Task instructions →
Retype exactly the lines from the one containing "[locate] tail feather" through the last line of the records below, including both, and leave out any pictures.

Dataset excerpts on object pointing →
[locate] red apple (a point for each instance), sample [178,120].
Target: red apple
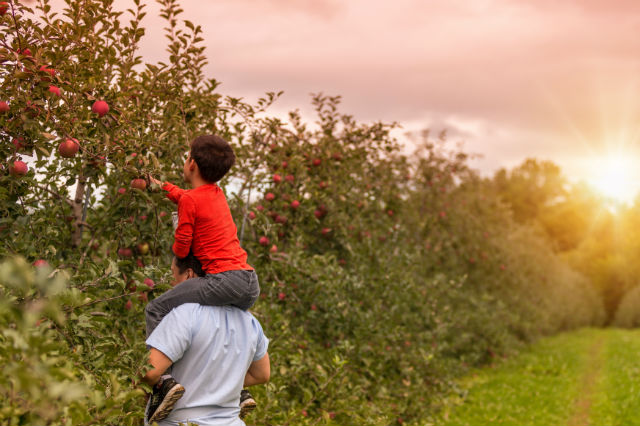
[143,248]
[100,108]
[18,143]
[125,252]
[49,71]
[68,148]
[140,184]
[18,168]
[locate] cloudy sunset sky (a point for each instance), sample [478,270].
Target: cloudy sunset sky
[510,78]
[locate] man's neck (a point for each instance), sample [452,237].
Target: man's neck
[197,181]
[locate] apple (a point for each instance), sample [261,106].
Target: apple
[138,183]
[143,248]
[125,252]
[18,143]
[49,71]
[68,148]
[100,108]
[18,168]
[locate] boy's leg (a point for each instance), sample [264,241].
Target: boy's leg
[189,291]
[239,288]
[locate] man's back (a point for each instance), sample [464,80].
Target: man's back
[211,348]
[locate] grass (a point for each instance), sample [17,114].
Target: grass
[548,384]
[617,401]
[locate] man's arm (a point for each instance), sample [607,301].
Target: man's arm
[160,363]
[259,372]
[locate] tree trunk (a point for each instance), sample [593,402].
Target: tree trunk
[76,238]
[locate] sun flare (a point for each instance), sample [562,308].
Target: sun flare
[616,177]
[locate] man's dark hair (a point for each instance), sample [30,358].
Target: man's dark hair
[213,155]
[189,262]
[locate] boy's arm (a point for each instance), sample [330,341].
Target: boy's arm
[174,193]
[184,232]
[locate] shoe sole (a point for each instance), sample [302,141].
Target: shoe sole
[247,407]
[167,404]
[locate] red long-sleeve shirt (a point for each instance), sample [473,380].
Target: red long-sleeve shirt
[205,225]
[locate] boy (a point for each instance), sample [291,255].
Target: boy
[205,227]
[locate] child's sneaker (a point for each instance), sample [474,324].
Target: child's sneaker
[247,403]
[164,398]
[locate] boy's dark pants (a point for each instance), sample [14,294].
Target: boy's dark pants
[238,288]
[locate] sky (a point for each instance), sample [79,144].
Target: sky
[511,79]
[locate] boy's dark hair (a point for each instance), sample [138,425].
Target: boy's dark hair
[189,262]
[213,155]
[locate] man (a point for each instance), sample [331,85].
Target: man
[213,351]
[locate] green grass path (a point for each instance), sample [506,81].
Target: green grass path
[586,377]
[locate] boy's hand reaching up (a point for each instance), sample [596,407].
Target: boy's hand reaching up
[154,180]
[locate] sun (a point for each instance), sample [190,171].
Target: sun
[615,177]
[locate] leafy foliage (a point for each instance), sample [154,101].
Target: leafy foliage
[383,276]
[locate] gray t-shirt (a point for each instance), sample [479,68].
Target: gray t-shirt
[211,348]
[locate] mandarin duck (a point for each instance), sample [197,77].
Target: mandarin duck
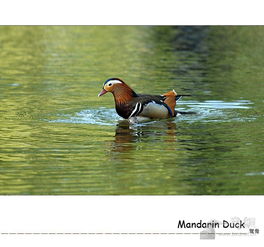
[129,104]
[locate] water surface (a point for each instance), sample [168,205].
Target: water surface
[58,137]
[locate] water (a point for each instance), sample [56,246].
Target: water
[58,137]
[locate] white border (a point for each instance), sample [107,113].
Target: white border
[121,214]
[131,12]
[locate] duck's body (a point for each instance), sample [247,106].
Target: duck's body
[130,104]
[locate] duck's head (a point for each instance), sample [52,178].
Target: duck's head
[111,85]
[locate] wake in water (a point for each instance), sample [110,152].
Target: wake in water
[189,111]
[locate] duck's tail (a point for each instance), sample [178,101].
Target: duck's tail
[171,98]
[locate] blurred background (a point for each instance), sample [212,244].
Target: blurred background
[58,137]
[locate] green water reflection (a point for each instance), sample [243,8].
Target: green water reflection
[53,73]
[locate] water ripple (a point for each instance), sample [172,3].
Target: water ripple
[207,111]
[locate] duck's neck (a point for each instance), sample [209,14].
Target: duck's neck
[123,94]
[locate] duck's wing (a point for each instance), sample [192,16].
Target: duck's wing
[152,106]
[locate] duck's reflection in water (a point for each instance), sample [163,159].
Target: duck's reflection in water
[128,135]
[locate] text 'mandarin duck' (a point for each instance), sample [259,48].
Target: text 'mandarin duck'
[130,104]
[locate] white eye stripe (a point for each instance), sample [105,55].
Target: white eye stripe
[110,83]
[137,110]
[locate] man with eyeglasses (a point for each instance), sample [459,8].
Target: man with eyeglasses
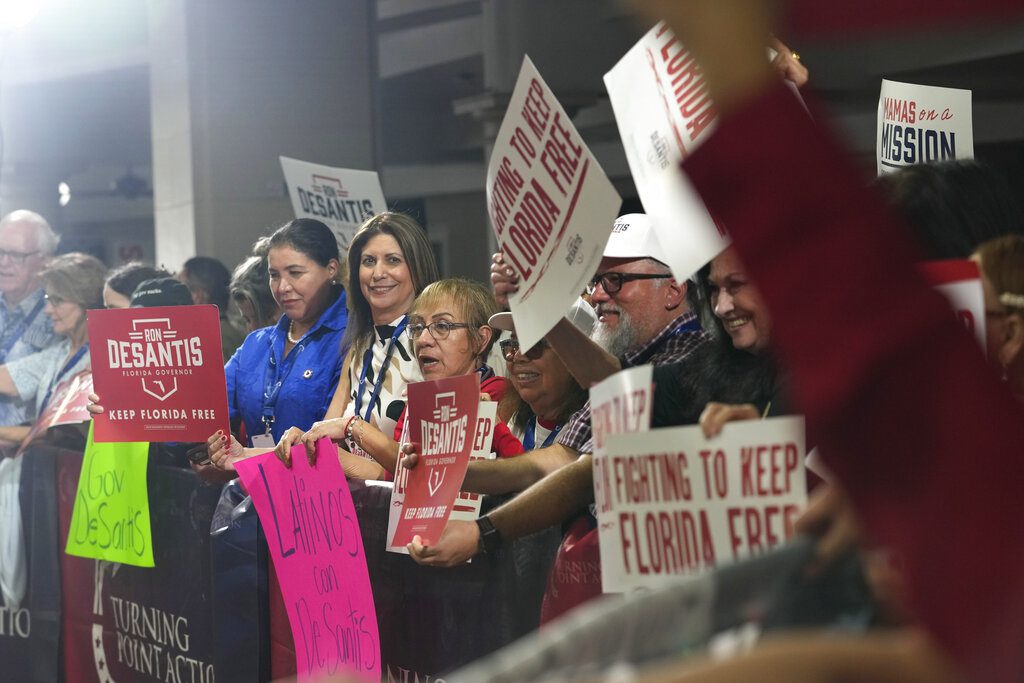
[26,243]
[643,316]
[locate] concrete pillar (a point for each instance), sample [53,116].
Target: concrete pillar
[236,84]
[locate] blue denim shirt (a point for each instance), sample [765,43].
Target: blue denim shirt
[308,375]
[36,337]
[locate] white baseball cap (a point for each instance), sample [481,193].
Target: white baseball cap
[580,313]
[633,236]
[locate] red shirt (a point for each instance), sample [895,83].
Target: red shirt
[928,443]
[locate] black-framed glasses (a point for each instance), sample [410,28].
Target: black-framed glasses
[16,257]
[438,330]
[612,282]
[511,346]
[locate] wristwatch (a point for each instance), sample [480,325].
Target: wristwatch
[491,538]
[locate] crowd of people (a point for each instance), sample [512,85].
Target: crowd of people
[815,309]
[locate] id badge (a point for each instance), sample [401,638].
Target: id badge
[263,440]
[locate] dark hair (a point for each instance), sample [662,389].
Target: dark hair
[419,257]
[125,279]
[251,284]
[953,206]
[210,275]
[309,237]
[719,372]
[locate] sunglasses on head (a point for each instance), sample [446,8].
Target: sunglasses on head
[511,346]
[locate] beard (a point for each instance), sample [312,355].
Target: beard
[619,341]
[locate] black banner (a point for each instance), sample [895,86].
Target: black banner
[136,624]
[30,572]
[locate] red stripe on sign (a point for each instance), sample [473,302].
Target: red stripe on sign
[561,232]
[952,270]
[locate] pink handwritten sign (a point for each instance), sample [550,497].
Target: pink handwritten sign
[442,421]
[314,541]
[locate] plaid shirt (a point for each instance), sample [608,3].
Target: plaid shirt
[676,341]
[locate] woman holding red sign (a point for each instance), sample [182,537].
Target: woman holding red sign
[448,327]
[282,375]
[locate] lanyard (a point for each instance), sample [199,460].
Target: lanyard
[19,330]
[272,381]
[528,437]
[368,361]
[64,371]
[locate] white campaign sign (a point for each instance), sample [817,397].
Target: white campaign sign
[921,124]
[341,198]
[467,506]
[551,206]
[676,503]
[664,112]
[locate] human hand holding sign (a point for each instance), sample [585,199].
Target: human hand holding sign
[458,544]
[504,280]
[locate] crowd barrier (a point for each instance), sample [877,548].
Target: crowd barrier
[210,610]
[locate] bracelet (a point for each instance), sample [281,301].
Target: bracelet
[347,431]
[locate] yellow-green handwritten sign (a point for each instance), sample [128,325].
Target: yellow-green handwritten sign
[111,519]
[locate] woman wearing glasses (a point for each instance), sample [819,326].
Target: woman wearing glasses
[389,263]
[449,331]
[73,283]
[542,394]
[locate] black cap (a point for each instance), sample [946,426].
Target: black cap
[161,292]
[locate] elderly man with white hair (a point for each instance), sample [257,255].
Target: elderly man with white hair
[27,243]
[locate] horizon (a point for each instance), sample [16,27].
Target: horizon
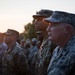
[16,14]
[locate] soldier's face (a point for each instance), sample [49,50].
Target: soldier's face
[8,39]
[56,32]
[40,25]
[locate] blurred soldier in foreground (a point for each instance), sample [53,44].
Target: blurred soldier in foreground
[61,31]
[44,54]
[14,60]
[33,50]
[3,48]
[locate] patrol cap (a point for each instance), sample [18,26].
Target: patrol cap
[34,40]
[38,32]
[60,16]
[43,13]
[12,32]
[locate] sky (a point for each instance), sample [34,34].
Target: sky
[15,14]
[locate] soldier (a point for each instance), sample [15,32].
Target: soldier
[14,61]
[61,31]
[44,54]
[3,48]
[33,50]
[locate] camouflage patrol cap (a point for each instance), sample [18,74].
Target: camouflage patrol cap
[60,16]
[43,13]
[12,32]
[38,32]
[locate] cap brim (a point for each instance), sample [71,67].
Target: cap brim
[6,33]
[50,19]
[37,16]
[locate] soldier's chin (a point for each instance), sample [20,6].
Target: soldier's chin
[49,38]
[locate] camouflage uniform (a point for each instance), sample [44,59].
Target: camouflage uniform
[44,57]
[15,62]
[31,60]
[63,61]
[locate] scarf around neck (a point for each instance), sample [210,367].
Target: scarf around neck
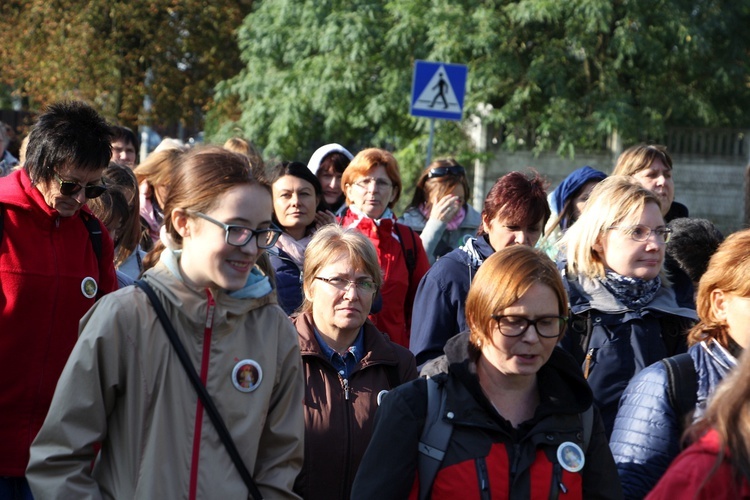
[634,293]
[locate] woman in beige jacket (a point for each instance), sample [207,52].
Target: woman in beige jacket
[124,386]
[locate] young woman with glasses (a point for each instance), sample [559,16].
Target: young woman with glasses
[515,404]
[347,361]
[125,388]
[372,184]
[439,211]
[625,313]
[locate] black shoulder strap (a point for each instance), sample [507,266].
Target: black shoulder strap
[409,254]
[95,233]
[436,434]
[682,384]
[205,398]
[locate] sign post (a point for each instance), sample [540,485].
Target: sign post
[437,92]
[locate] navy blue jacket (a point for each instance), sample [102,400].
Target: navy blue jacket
[288,280]
[622,341]
[439,303]
[646,437]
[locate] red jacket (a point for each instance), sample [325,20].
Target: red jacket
[692,475]
[399,288]
[44,259]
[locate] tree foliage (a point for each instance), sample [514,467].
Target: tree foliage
[113,53]
[558,75]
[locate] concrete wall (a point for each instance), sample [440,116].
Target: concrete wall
[711,186]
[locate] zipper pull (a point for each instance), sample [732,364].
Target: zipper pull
[587,363]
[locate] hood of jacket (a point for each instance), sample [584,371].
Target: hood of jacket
[321,152]
[562,388]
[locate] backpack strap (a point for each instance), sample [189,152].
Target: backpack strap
[409,253]
[682,383]
[433,442]
[587,418]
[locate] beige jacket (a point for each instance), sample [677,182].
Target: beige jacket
[125,387]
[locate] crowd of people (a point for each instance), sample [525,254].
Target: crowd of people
[199,324]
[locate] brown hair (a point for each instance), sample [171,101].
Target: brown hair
[437,187]
[503,279]
[640,157]
[518,199]
[204,174]
[728,414]
[327,244]
[728,271]
[366,160]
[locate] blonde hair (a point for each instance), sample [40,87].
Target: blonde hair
[728,271]
[502,280]
[327,244]
[368,159]
[617,200]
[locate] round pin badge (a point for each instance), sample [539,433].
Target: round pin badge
[247,375]
[570,456]
[89,287]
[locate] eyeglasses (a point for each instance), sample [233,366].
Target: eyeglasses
[549,327]
[239,236]
[69,188]
[642,233]
[343,284]
[456,170]
[380,184]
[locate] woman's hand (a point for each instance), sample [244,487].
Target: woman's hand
[324,217]
[446,208]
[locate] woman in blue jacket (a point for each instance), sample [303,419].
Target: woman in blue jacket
[297,210]
[625,316]
[646,436]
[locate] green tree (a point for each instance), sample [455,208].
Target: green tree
[558,75]
[113,53]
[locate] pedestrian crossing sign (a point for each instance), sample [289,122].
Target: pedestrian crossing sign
[437,90]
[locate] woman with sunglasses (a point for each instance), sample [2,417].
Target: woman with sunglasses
[347,361]
[51,272]
[125,388]
[438,210]
[625,316]
[515,417]
[372,184]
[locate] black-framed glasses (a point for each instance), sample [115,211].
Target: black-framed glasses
[343,284]
[640,232]
[69,188]
[456,170]
[239,236]
[549,327]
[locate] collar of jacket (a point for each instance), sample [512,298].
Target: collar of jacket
[585,294]
[192,305]
[378,349]
[562,388]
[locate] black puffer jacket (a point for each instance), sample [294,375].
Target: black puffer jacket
[517,462]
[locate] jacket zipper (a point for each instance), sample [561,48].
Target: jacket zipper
[205,355]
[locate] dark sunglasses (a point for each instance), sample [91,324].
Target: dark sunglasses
[69,188]
[456,170]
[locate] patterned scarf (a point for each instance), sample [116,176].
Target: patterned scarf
[634,293]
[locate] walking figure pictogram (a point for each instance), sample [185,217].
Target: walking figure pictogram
[442,86]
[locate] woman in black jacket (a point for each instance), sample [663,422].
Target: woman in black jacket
[515,405]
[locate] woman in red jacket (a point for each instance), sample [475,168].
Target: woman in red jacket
[717,466]
[372,184]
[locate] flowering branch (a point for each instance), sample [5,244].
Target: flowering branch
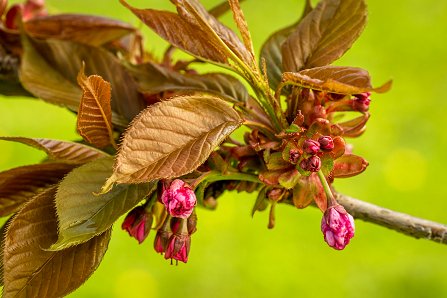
[400,222]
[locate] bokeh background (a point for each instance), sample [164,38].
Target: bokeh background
[234,255]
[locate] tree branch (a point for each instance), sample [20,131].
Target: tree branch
[400,222]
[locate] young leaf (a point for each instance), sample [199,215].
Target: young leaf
[20,184]
[83,215]
[334,79]
[349,165]
[31,271]
[354,127]
[172,138]
[324,35]
[242,25]
[271,49]
[177,31]
[63,151]
[95,112]
[55,81]
[86,29]
[154,78]
[42,80]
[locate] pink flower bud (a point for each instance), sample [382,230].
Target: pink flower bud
[178,247]
[310,146]
[326,143]
[337,226]
[161,240]
[294,156]
[361,102]
[312,164]
[179,199]
[138,223]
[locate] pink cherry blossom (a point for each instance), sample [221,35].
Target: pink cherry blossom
[179,199]
[337,226]
[138,223]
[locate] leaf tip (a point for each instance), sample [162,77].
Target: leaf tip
[108,185]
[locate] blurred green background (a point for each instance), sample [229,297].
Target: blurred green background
[233,255]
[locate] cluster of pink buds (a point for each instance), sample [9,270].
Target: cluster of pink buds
[174,237]
[337,226]
[312,147]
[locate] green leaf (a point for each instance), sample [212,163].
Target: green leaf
[31,271]
[83,215]
[349,165]
[42,80]
[20,184]
[154,78]
[49,70]
[325,34]
[86,29]
[334,79]
[63,151]
[271,50]
[172,138]
[239,19]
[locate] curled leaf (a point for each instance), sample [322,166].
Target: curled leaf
[324,34]
[154,78]
[334,79]
[95,112]
[180,33]
[271,49]
[83,215]
[20,184]
[31,271]
[242,25]
[172,138]
[216,32]
[86,29]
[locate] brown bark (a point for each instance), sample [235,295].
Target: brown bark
[400,222]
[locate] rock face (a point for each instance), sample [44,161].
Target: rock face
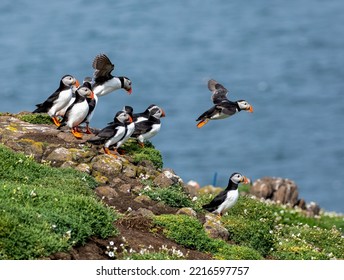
[281,190]
[214,228]
[59,148]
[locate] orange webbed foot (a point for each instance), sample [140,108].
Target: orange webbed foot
[202,123]
[108,152]
[56,121]
[76,134]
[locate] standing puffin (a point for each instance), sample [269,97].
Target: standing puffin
[59,99]
[228,197]
[146,129]
[223,108]
[78,111]
[113,134]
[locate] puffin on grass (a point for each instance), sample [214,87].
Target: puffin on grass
[59,99]
[104,81]
[223,107]
[113,135]
[228,197]
[78,110]
[147,128]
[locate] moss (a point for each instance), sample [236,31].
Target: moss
[140,154]
[236,252]
[36,118]
[189,232]
[173,196]
[46,210]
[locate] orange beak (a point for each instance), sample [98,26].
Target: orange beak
[246,180]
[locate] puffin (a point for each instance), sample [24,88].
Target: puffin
[130,126]
[91,105]
[138,117]
[59,99]
[228,197]
[78,110]
[113,134]
[222,110]
[223,107]
[219,92]
[104,81]
[146,129]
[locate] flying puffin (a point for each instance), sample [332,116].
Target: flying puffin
[113,134]
[104,81]
[59,99]
[222,110]
[146,129]
[228,197]
[219,92]
[138,117]
[78,110]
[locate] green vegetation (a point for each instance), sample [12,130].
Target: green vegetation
[139,154]
[173,196]
[284,233]
[189,232]
[257,229]
[46,210]
[36,118]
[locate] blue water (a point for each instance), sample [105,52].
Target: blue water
[286,58]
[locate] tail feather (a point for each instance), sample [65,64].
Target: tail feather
[40,109]
[202,123]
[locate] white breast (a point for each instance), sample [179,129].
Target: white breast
[107,87]
[63,99]
[119,134]
[231,199]
[77,114]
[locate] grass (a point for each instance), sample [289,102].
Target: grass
[189,232]
[257,229]
[173,196]
[36,118]
[282,233]
[46,210]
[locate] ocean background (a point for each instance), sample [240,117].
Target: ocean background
[286,58]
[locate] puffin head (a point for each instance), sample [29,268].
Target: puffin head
[244,105]
[237,178]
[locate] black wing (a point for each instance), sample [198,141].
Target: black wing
[212,206]
[103,68]
[142,127]
[209,113]
[218,90]
[47,104]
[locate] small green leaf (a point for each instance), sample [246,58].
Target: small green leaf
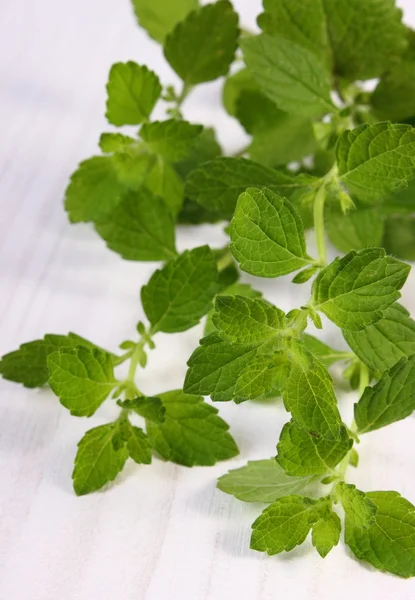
[300,453]
[192,432]
[389,543]
[217,184]
[376,160]
[261,481]
[247,320]
[383,344]
[290,75]
[284,525]
[171,139]
[309,396]
[81,378]
[140,228]
[354,291]
[28,364]
[133,91]
[94,190]
[159,17]
[267,235]
[181,293]
[326,533]
[357,505]
[390,400]
[97,462]
[148,407]
[202,47]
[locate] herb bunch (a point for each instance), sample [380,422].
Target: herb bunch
[324,153]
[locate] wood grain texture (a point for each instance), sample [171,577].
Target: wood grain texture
[162,532]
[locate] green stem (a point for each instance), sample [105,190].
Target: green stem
[319,224]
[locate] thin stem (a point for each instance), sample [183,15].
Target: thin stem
[319,224]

Finished exercise →
[locate] tail feather (a point for each instance), sample [65,64].
Target: tail feather
[40,109]
[202,123]
[locate] white breast (a point for each instance), sample [179,129].
Target: white breast
[107,87]
[63,99]
[119,134]
[231,199]
[77,114]
[locate] grass (a point for each instance), sample [289,102].
Target: grass
[189,232]
[257,229]
[173,196]
[36,118]
[282,233]
[46,210]
[locate] ocean background (a point for each instance), sample [240,117].
Target: ocean background
[286,58]
[locate] puffin head (a point for each instance), sample [29,268].
Target: puffin head
[244,105]
[237,178]
[locate] black wing (a point for each instance), sample [198,141].
Target: black wing
[212,206]
[103,68]
[142,127]
[209,113]
[218,90]
[47,104]
[locate] small green leaf (a point for each instance), sample [246,58].
Target: small green leaf
[300,453]
[192,432]
[389,543]
[217,184]
[376,160]
[261,481]
[247,320]
[383,344]
[290,75]
[284,525]
[171,139]
[309,396]
[81,378]
[140,228]
[354,291]
[28,364]
[133,91]
[94,190]
[159,17]
[267,235]
[181,293]
[326,533]
[357,505]
[390,400]
[97,462]
[148,407]
[202,47]
[locate] herb bunch (a point for each instance), sample [380,422].
Target: herb bunch
[324,153]
[locate] wood grain texture (a point for each instance), sample [171,577].
Target: wood grain texture
[162,532]
[locate] green stem (a point for each instance), sample [105,190].
Target: green stem
[319,224]
[locate] thin stem (a point for each instance), sample [183,15].
Target: thin stem
[319,224]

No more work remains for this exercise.